**Page text**:
Distributed and Parallel Computing - Parallel Computing

Task vs Data Parallelism (11/1/2017)

Types of parallelism:

Task based: do different operations in parallel
- e.g. multiply/add
- e.g. GNU Make (running subtasks in parallel)
- Suitable for multi-core CPU or networks of computers
Data based: same operations in lock step on different data in parallel
- e.g. image ops on all pixels in an image simultaneously
- Suitable for GPUs

Latency vs Throughput:

Latency oriented
- Get each result with minimum delay
- Get first result ASAP, even if it slows getting all results
Throughput oriented
- Get all results back with minimum delay
- Doesn't matter how long to get each result, so long as total time is short as possible

Latency Oriented Processors - Standard CPUs

Large cache to speed up memory access
- Temporal/Spatial locality, Working sets (likely to use same value from memory again, likely to use value close to used value from memory)
  - Ensure each operation has smallest probability of fetching from slow memory
  - May be a good idea to pre-fetch data
Complex control units
- Short pipelines, Branch prediction, Data forwarding
  - Make each instruction finish ASAP with minimal pipeline stalls
Complex, energy expensive ALUs
- Large complex transistor arrangements
  - Minimise no. of clock cycles per operation, get result ASAP

Throughput Oriented Processors - GPUs

Small caches
- For staging data
  - Get blocks of data for groups of threads to work on
  - Avoids separate fetches from each thread
- Not for temporally/spatially located data
Simple control units
- No branch prediction or data forwarding
- Control shared by multiple threads working on different data
Simple energy efficient ALU
- Long pipeline
- Large no. of cycles per operation, heavily pipelined
  - Long wait for 1st result (filling the pipeline), following results come quickly
- Requires large no. of threads to keep processor occupied

Von Neumann Architecture

CPU
Modified for GPU
- One control unit but many processing units

Compiling for CUDA

Conceptually, host CPU and GPU are separate devices, connected by communication path
- Need to generate separate code for each device. Nvidia compiler for CUDA "nvcc"

**Provided material**:
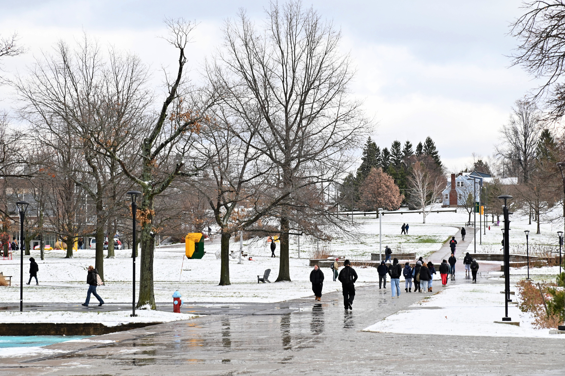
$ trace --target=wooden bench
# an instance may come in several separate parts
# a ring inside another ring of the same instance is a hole
[[[265,281],[266,281],[267,282],[270,283],[271,281],[269,281],[269,274],[271,274],[271,269],[268,269],[266,270],[265,270],[265,273],[263,274],[263,276],[257,276],[257,283],[258,283],[260,282],[262,282],[263,283],[264,283]]]
[[[12,286],[12,276],[5,276],[4,273],[3,273],[2,272],[0,272],[0,276],[3,277],[5,279],[10,278],[8,282],[10,282],[10,286]]]

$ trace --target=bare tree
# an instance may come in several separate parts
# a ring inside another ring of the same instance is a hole
[[[445,177],[427,167],[423,161],[416,161],[412,165],[410,183],[410,200],[412,205],[422,211],[422,223],[441,197],[445,187]]]
[[[339,51],[341,36],[333,25],[298,1],[271,3],[266,12],[263,28],[244,12],[237,23],[226,23],[225,53],[216,59],[224,70],[218,76],[225,87],[233,88],[224,97],[225,104],[258,131],[254,147],[276,167],[275,200],[281,203],[276,281],[290,281],[294,193],[301,187],[332,182],[314,165],[345,171],[347,152],[362,139],[367,122],[360,103],[348,99],[353,69],[349,56]],[[249,108],[257,112],[248,113]]]
[[[508,124],[500,131],[502,144],[497,151],[510,162],[507,166],[512,172],[527,182],[544,124],[541,113],[532,102],[516,100]]]

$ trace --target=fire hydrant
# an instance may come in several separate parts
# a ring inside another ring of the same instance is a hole
[[[173,293],[173,312],[175,313],[180,313],[180,306],[182,304],[180,297],[180,292],[179,291]]]

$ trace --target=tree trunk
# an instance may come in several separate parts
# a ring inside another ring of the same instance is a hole
[[[221,266],[220,269],[219,286],[231,285],[229,282],[229,238],[231,234],[225,234],[223,229],[221,232],[221,245],[220,246],[220,255]]]
[[[351,216],[353,217],[353,216]],[[290,268],[288,258],[288,232],[289,228],[290,223],[288,218],[285,217],[281,217],[281,236],[279,238],[280,241],[280,245],[279,246],[280,260],[279,263],[279,277],[277,277],[277,279],[275,282],[281,282],[281,281],[290,281]]]
[[[155,292],[153,290],[153,259],[155,253],[155,240],[151,235],[153,225],[153,197],[144,193],[142,200],[141,210],[144,220],[141,225],[140,243],[141,244],[141,272],[140,275],[140,295],[137,300],[137,308],[141,308],[149,305],[155,309]]]

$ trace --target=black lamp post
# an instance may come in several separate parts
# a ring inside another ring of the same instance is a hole
[[[20,312],[24,311],[24,220],[29,203],[18,201],[16,203],[20,212]]]
[[[563,231],[558,231],[557,235],[559,235],[559,274],[561,274],[561,246],[563,243]]]
[[[528,258],[528,278],[529,279],[529,248],[528,244],[528,235],[529,235],[529,230],[524,230],[524,232],[526,234],[526,257]]]
[[[132,314],[129,316],[135,317],[137,316],[136,314],[136,250],[137,249],[136,234],[136,216],[137,214],[137,204],[136,203],[136,200],[137,199],[137,196],[141,195],[141,193],[139,191],[129,191],[127,194],[132,196],[132,218],[133,220],[133,225],[132,226],[133,233],[133,246],[132,247],[132,260],[133,260],[133,282],[132,285]]]
[[[504,206],[502,207],[502,212],[504,214],[504,306],[505,317],[502,317],[503,321],[511,321],[512,318],[508,317],[508,303],[512,301],[510,300],[510,221],[508,216],[510,212],[508,211],[508,205],[507,200],[511,199],[512,196],[510,195],[502,195],[498,196],[501,200],[504,200]]]

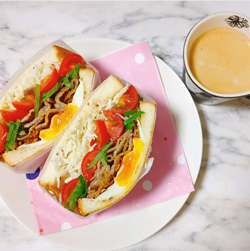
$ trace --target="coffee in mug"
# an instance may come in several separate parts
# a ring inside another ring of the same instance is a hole
[[[192,44],[188,62],[193,76],[210,91],[250,91],[250,40],[229,27],[202,33]]]
[[[219,12],[187,34],[183,80],[196,102],[215,105],[250,98],[249,24],[246,16]]]

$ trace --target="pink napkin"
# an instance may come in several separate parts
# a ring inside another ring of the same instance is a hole
[[[194,191],[158,68],[148,44],[142,42],[132,45],[91,63],[99,70],[102,81],[111,74],[117,75],[156,101],[157,120],[150,154],[150,157],[154,157],[154,163],[150,172],[125,198],[89,219],[77,218],[43,193],[37,182],[42,164],[36,173],[27,174],[31,204],[40,235],[104,220]]]

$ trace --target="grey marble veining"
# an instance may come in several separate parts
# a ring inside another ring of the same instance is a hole
[[[53,40],[149,42],[180,77],[185,36],[218,11],[250,16],[249,2],[0,2],[0,81]],[[176,217],[123,250],[250,250],[250,100],[197,105],[204,151],[192,193]],[[29,232],[0,198],[0,250],[66,250]]]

**Exercise tasks**:
A) Translate this sentence from the parallel computing notes into Spanish: "Conceptually, host CPU and GPU are separate devices, connected by communication path"
B) Switch "GNU Make" to "Ninja" and write out the part of the parallel computing notes that opens with the words containing "Distributed and Parallel" and closes with "subtasks in parallel)".
C) Resume the parallel computing notes after their last line.

**Outputs in order**:
A) Conceptualmente, la CPU anfitriona y la GPU son dispositivos separados, conectados por una vía de comunicación.

B)
Distributed and Parallel Computing - Parallel Computing

Task vs Data Parallelism (11/1/2017)

Types of parallelism:

Task based: do different operations in parallel
- e.g. multiply/add
- e.g. Ninja (running subtasks in parallel)

C)
- nvcc takes C/C++ with Nvidia extensions, separates and compiles GPU code itself, passes host code to host for compilation
- Result binary contains host and device binary, downloaded to device from host when run

Programming in CUDA

Have to identify if function runs on host, device or both. Identify where it's callable from:
- Host: __host__ void f(...)
  - Default, can be omitted
  - Callable from host only
- Device: __global__ void f(...)
  - Special functions called kernel functions
  - Callable from host only, how host gets code to run on GPU
- Device: __device__ void f(...)
  - Callable from device only, helper functions to kernel functions and other GPU functions
- Both: __host__ __device__ void f(...)
  - Generates host and device function, same code can run on both. Host/device cannot call other version

GPU Computational Unit Structure

When calling kernel function, specify how threads are organised to execute it
- Every thread executes same kernel function
- Different GPU devices can support different no. of threads
- Making thread structure uniform would sacrifice potential computing power

CUDA Thread Issues

Don't want fixed no. of threads to dictate size of largest vector we can add
Don't want to change code to run on different GPU with different thread count
Want to be able to organise threads to co-locate groups of threads on sets of processing units, taking advantage of shared caches and synchronisation facilities.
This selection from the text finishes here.